Short problem:
Retype the material below. Keep every word exactly as it is.

Pointing records

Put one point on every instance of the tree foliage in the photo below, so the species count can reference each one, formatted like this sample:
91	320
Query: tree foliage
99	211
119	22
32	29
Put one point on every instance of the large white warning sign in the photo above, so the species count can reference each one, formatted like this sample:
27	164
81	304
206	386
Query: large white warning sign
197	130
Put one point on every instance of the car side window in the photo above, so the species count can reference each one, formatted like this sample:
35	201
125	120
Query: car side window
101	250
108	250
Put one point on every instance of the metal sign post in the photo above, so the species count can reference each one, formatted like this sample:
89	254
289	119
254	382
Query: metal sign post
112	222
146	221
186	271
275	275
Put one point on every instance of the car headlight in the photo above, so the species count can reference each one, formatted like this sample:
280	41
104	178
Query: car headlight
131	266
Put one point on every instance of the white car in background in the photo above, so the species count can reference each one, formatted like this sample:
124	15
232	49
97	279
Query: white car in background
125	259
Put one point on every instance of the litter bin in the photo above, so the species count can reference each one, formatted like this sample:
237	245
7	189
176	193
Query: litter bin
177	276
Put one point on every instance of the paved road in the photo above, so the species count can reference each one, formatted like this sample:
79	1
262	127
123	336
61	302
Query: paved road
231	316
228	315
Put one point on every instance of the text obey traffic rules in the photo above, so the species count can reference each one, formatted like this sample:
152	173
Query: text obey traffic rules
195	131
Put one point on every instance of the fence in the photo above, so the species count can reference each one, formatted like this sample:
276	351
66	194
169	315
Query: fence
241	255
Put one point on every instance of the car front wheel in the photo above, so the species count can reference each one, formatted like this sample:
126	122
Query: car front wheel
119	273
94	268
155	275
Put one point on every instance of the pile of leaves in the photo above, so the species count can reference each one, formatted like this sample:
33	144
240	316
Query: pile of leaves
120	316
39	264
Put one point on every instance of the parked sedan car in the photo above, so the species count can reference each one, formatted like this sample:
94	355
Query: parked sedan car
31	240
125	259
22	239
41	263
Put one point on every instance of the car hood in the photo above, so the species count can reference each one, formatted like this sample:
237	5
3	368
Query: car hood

Complete output:
Put one point on every instance of the tree foliage in the photo below, so the species count can reference each one, formatted like this sample:
91	320
Query: tree foliage
99	211
119	22
32	29
Put one point on every instance of the large white warning sign in the photo above, so the species count can reference each one, formatted like this sample:
27	164
81	304
206	386
Query: large white warning sign
197	130
Put one point on every instance of the car side window in the photo above, so the species count can reference each one, formatted like this sample:
35	201
125	120
Query: car side window
101	250
108	250
Put one point on every instance of the metal sign post in the photo above, so the species count can reference each one, formatted like this sample:
89	254
289	119
254	382
Query: metal sign post
112	222
146	221
186	271
275	275
Put one point on every instance of the car headlight in the photo above, so the species count can reference each one, formatted like this sample:
280	41
104	178
Query: car headlight
131	266
Put one point on every instance of the white car in background in the photo above, so the species count can reference each one, formatted like this sample:
124	15
232	49
97	279
Query: white car in background
125	259
Put one point on every instance of the litter bin in the photo above, so the species count can reference each one, formatted like this sample:
237	245
7	189
176	193
Query: litter bin
177	276
Put one point on every instance of the paved road in the photo above, so the species count can reference each one, formatted like this sample:
79	1
262	127
123	336
61	302
Query: paved road
231	316
228	315
Put one point on every instance of the text obey traffic rules in the photo above, so the species count can reference each one, formatted like this sample:
152	173
Query: text obey traffic rules
195	131
Put one point on every instance of the fence in the photo above, so the species count can reference each one, formatted like this sample:
276	351
66	194
169	315
Query: fence
241	255
Put one point on every instance of the car front wheel in the photo above, so the species count can reference each one, formatted like this sample:
126	122
Query: car front wheel
119	273
94	268
155	275
Put one point on every instance of the pile of leaves in the photo above, so the species count can reference each one, formatted like this sample:
33	144
240	316
Query: pile of leaves
120	316
39	264
Put one point on every instance of the parked sedan car in the photo above, so the species count can reference each one, formatted like this sample:
94	355
Query: parked sedan car
31	240
125	259
22	239
41	263
Put one point on every instance of the car hood in the photo above, so the species count can reference each one, formatted like this sample:
237	5
3	368
Query: car hood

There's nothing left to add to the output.